___ EXERCISE DATA

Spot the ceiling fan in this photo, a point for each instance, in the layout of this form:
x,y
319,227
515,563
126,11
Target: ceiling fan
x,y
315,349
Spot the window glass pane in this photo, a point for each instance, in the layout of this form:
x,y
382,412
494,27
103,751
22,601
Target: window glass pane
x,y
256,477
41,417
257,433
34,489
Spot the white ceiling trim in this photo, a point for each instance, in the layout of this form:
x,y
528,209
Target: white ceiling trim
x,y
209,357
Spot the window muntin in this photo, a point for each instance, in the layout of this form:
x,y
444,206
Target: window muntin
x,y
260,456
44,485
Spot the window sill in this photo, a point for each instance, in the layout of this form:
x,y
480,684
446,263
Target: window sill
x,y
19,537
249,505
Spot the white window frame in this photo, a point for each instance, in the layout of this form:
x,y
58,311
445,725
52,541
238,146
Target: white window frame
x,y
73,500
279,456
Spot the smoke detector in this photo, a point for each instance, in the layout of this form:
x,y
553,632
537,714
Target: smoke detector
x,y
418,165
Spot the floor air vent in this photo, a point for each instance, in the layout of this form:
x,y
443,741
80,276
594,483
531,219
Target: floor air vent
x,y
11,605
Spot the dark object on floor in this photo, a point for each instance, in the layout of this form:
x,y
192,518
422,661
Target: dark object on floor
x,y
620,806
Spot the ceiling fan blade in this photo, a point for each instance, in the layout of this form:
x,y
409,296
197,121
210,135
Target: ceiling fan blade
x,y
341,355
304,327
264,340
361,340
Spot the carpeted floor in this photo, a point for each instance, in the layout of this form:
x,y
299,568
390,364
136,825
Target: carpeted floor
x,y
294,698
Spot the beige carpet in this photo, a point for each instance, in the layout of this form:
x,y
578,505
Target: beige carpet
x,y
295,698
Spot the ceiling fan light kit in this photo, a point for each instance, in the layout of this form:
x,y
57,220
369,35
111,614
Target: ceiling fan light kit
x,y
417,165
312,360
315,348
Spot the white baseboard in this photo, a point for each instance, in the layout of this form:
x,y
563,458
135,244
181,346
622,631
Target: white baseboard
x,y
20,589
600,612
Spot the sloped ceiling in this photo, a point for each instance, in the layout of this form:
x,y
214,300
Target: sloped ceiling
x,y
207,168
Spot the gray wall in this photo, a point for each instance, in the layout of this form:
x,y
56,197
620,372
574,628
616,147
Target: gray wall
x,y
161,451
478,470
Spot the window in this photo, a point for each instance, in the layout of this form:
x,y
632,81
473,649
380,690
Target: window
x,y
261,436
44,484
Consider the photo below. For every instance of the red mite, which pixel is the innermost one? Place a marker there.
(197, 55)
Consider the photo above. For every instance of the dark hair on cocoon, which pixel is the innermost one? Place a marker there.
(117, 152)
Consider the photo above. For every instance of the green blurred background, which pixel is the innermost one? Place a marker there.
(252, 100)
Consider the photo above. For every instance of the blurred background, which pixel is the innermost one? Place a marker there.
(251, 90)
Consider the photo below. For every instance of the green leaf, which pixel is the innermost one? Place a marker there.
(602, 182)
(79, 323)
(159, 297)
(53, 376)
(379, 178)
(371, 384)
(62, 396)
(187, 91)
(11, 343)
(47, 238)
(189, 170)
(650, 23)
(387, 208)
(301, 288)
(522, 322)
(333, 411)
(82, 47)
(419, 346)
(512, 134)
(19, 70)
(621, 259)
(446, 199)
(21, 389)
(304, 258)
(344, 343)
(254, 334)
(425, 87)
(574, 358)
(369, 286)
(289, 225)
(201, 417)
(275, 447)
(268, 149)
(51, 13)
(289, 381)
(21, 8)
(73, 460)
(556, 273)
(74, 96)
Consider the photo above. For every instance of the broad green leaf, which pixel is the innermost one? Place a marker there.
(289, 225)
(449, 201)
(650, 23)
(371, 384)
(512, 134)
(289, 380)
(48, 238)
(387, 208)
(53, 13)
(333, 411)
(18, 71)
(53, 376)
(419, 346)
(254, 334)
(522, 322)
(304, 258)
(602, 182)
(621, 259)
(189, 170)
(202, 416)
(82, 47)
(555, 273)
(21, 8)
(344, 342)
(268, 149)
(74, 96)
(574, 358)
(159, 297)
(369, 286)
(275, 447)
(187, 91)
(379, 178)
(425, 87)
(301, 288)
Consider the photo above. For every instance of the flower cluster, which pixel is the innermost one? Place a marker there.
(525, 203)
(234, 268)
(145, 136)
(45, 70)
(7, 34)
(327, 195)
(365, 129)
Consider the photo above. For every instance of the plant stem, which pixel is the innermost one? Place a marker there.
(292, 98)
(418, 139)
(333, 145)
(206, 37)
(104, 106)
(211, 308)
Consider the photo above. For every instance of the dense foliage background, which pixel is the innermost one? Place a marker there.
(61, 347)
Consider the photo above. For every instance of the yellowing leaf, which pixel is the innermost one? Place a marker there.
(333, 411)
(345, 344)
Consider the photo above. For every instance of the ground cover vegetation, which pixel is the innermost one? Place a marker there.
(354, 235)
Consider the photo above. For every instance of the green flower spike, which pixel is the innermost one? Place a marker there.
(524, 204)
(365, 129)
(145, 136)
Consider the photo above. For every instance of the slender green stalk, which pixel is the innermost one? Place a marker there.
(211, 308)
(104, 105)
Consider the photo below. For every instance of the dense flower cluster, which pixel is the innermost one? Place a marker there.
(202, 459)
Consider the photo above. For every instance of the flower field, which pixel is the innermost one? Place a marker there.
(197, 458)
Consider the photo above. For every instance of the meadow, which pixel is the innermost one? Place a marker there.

______

Every line above needs to be repeated exactly as shown.

◆ **EXERCISE RESPONSE**:
Spot the ceiling fan in this photo, a point for each instance, in the layout of this form:
x,y
319,227
515,563
126,11
Target: ceiling fan
x,y
315,349
Spot the window glass pane in this photo, a point for each instance, in the layout of this form:
x,y
382,412
494,27
103,751
22,601
Target: window glass pane
x,y
256,477
41,417
257,433
34,489
Spot the white ceiling trim in this photo, a point for each instance, in the layout of this form:
x,y
528,209
Target: white ceiling trim
x,y
209,357
Spot the window muntin in this photo, a point for each instance, in the layout of this form:
x,y
444,206
Target: window muntin
x,y
260,456
44,485
Spot the window sill in this photo, a point for each instance, in the layout of this form:
x,y
480,684
446,263
Target: window sill
x,y
19,537
249,505
Spot the white window frame in this photo, a point for each instance, in the layout of this form:
x,y
58,311
445,725
52,541
238,146
Target: white window frame
x,y
73,500
279,456
Spot the smoke detector in this photo, a point for each instance, in the layout of this form:
x,y
553,632
537,714
Target: smoke detector
x,y
418,165
Spot the floor air vent in this photo, a point for each instance, in the layout of this form:
x,y
443,741
80,276
594,483
531,219
Target: floor air vent
x,y
11,605
Spot the dark object on floor in this photo, a point for each instance, in the layout of this form:
x,y
192,518
422,661
Target: dark object on floor
x,y
620,806
Spot the ceiling fan blade in this photo, a point for each instance, in the layout of this form:
x,y
409,296
197,121
210,135
Target: ceiling fan blade
x,y
341,355
304,327
264,340
361,340
Spot the carpeted floor in this photo, a point for each instance, in the layout of this form:
x,y
299,568
390,364
136,825
Target: carpeted floor
x,y
294,698
Spot the beige carpet in this photo, a point for each instance, in the layout of this form:
x,y
578,505
Target: beige carpet
x,y
295,698
Spot the ceiling fan light kit in this photo, a point for each instance, in the layout of this form:
x,y
57,220
369,35
111,614
Target: ceiling fan light kit
x,y
417,165
312,360
315,348
Spot the white baseboard in this photo, a point for each instance, in the layout of this form:
x,y
563,458
135,244
181,346
622,631
Target: white baseboard
x,y
20,589
600,612
Spot the sloped ceiling in this photo, a point for each instance, in the layout of this form:
x,y
214,300
Target: sloped ceiling
x,y
207,168
Spot the gray wall in this photo, a point for each instance, in the layout of this form:
x,y
56,197
620,372
574,628
616,147
Target: gray wall
x,y
161,451
478,470
Spot the window in this photo, a point for each instance, in the layout of this form:
x,y
632,81
473,649
380,690
Target: window
x,y
261,436
44,484
Consider the photo below. For every instance of the red mite, which pixel is the innermost one? Place a marker there.
(197, 55)
Consider the photo above. For every instance of the dark hair on cocoon, which pixel is the innermost one? Place a marker there.
(117, 152)
Consider the photo above. For every instance of the green blurred background, which pixel is the innermost one? Place a marker there.
(252, 100)
Consider the photo above. For every instance of the blurred background, which pixel is the innermost one? Place a marker there.
(251, 90)
Consider the photo below. For every instance of the green leaf, which pixel is the innermost one? Place a marker there.
(602, 182)
(79, 323)
(159, 297)
(53, 376)
(379, 178)
(371, 384)
(62, 396)
(187, 91)
(11, 343)
(47, 238)
(189, 170)
(650, 23)
(387, 208)
(301, 288)
(522, 322)
(333, 411)
(82, 47)
(419, 346)
(512, 134)
(19, 70)
(621, 259)
(446, 199)
(21, 389)
(304, 258)
(344, 343)
(254, 334)
(425, 87)
(574, 358)
(369, 286)
(289, 225)
(201, 417)
(275, 447)
(268, 149)
(51, 13)
(289, 381)
(21, 8)
(73, 460)
(556, 273)
(74, 96)
Consider the photo above. For every instance of the broad green leaf, which pixel is the innermost one? Place a marker there.
(289, 225)
(449, 201)
(650, 23)
(371, 384)
(512, 134)
(289, 380)
(48, 238)
(387, 208)
(53, 13)
(333, 411)
(18, 71)
(53, 376)
(419, 346)
(254, 334)
(522, 322)
(304, 258)
(602, 182)
(621, 259)
(189, 170)
(202, 416)
(82, 47)
(555, 273)
(21, 8)
(344, 342)
(268, 149)
(74, 96)
(574, 358)
(159, 297)
(369, 286)
(275, 447)
(187, 91)
(379, 178)
(425, 87)
(301, 288)
Consider the photo above. For every instance of the flower cluster, which pixel is the innermost one? Place a marker there.
(525, 203)
(234, 268)
(145, 136)
(45, 70)
(7, 34)
(327, 195)
(365, 129)
Consider the photo above. For every instance of the plant stem, which pixel is the innermost one? Place a marker there.
(292, 98)
(418, 139)
(333, 145)
(206, 37)
(104, 106)
(211, 308)
Consider the photo above. For every instance of the dense foliage background, which pixel is the innermost one? Place a marker there.
(61, 347)
Consider the photo above. For every instance of the yellowing leaf, which pixel is the innermost one? Place a marker there.
(333, 411)
(345, 344)
Consider the photo above. For every instance of the ground cover vegetation, which pixel is the innermost one? Place a marker there.
(354, 235)
Consider the photo above. For every instance of the green flower spike, which pixel is the innermost one? Place a marker there.
(524, 204)
(365, 129)
(145, 136)
Consider the photo above. For every instance of the slender green stalk, which pixel is the innermost one? Place a marker there.
(211, 308)
(104, 105)
Consider the photo below. For every instance of the dense flower cluster, which pixel is the innermost one? Place a marker there.
(202, 459)
Consider the photo above. For every instance of the flower field, which pixel is the innermost one? Place a marker there.
(197, 458)
Consider the photo above. For every instance of the meadow, which pixel is the innermost one? Place a marker there.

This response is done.